═══ Text excerpt
During the summer of 1989, Steve and I went out to Miles’ house in Malibu to tape him. Miles’ family was visiting. His sister Dorothy, his brother Vernon, and his nephew Vincent were there—by this time Dorothy and Vincent had patched up their bad feelings with Miles over his firing of Vincent. I knew all of them from having worked on the autobiography—I had finished the book in October of 1988—so when we first got there everything went real well. Dorothy had cooked a meal and we all ate together. Miles and I were kidding around. Everything seemed to be going great, except that from the first moment we walked in, I could tell Miles didn’t like Steve Rowland. He just didn’t like him. Miles was like that; he could dislike someone at the drop of a hat. He either liked or disliked you instantly, and there was nothing that you could do when he had it in for you. Later, Miles told me that he didn’t like Steve’s vibe. But he overcame his initial dislike and decided to go ahead with the interview, although by then, I knew Miles well enough to sense that we were in for trouble.
We started out with me interviewing Vincent. Miles’ sister and brother declined to be interviewed for the show. Then it was Miles’ turn. Now, first of all, you have to remember how much Miles hated to be interviewed, even by me. But he had managed to put his dislike aside and was doing it as a favor to me. Everything started well, with me asking him questions and him answering with verve and humor. Then, about half an hour into it, I saw Steve’s forehead wrinkling with concern as he listened to the sound through his headphones while he was twisting the knobs of his tape recorder. He seemed agitated about something. Knowing that Steve was a perfectionist about any little disturbance in the sound balance, I began to get worried that he would stop the interview because of some technical problem or other, which I knew would upset Miles and possibly end the interview. So I frevently hoped Steve wouldn’t do that.
══════
═══ Data lines
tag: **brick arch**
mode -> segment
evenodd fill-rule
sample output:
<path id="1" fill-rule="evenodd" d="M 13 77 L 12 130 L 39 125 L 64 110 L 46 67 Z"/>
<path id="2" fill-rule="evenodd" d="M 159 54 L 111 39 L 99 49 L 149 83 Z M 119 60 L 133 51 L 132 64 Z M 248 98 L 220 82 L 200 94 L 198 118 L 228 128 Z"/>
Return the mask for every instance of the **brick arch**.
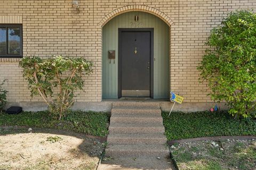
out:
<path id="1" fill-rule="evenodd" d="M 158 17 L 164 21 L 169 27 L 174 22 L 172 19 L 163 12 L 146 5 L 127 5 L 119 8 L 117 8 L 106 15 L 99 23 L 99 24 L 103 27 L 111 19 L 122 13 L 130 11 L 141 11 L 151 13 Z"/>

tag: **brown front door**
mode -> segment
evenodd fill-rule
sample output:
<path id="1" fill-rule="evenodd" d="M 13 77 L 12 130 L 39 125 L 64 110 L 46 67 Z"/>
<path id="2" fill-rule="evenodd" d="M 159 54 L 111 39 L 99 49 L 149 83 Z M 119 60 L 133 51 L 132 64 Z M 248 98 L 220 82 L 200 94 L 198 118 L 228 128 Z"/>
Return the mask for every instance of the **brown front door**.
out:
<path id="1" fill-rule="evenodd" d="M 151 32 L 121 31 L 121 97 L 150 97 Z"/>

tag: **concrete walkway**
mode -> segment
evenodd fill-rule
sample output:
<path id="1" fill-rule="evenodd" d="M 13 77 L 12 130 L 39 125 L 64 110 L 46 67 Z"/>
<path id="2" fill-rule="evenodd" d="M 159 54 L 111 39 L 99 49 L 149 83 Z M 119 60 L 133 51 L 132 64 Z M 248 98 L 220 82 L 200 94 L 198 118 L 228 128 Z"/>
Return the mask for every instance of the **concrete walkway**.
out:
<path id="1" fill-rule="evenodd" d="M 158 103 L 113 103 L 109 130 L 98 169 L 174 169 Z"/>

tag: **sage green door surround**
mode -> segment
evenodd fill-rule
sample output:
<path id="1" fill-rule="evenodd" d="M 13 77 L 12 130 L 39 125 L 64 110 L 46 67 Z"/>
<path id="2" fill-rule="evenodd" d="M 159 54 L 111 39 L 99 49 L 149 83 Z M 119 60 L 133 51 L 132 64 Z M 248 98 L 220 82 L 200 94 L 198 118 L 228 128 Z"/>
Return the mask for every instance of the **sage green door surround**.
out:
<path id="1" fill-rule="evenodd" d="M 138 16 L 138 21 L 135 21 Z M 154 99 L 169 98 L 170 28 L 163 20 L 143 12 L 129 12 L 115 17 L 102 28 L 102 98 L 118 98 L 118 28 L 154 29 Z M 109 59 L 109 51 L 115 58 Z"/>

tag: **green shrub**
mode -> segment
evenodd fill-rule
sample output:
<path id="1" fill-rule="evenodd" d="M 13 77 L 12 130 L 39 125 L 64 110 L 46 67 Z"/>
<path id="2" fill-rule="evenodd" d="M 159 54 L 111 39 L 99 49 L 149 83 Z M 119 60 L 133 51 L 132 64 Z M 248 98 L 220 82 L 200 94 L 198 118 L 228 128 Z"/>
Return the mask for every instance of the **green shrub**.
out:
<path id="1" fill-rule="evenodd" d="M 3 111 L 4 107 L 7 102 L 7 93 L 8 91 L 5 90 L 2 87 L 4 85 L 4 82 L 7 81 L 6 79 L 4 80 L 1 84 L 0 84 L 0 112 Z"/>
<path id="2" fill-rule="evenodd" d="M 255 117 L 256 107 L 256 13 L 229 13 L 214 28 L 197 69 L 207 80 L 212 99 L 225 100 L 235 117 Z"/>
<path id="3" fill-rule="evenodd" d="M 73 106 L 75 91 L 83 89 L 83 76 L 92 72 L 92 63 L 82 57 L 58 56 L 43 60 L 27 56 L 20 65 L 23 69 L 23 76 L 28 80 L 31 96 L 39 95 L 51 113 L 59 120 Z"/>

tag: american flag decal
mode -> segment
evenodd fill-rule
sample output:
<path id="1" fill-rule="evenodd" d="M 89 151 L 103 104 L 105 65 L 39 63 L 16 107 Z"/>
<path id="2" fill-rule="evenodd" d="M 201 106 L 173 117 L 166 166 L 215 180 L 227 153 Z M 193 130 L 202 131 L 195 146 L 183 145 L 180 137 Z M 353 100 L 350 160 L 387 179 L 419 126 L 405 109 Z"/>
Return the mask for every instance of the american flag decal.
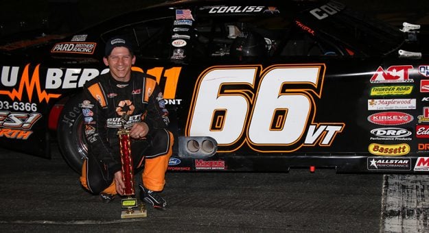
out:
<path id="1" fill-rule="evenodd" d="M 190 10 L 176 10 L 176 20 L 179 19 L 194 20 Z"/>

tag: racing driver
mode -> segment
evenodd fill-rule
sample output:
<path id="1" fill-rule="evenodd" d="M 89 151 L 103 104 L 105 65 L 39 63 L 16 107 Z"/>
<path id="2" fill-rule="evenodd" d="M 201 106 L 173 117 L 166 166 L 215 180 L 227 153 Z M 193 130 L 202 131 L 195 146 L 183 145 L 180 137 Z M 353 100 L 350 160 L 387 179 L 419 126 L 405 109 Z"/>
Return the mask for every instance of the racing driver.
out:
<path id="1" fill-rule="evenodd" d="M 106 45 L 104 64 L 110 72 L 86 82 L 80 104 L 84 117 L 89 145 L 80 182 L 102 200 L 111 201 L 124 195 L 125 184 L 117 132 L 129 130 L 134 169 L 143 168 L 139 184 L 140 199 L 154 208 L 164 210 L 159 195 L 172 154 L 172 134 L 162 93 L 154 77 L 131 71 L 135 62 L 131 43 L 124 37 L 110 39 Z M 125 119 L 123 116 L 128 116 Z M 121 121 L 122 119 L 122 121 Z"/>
══════
• Task details
Answer these questions from the Malibu interview excerpt.
1. In what month and year was the autobiography finished?
2. Who cooked the meal at Miles' house?
3. Which members of Miles' family declined to be interviewed for the show?
The rows have no connection to the Malibu interview excerpt.

• Answer for this exercise
1. October of 1988.
2. Dorothy, Miles' sister.
3. His sister and his brother, Dorothy and Vernon.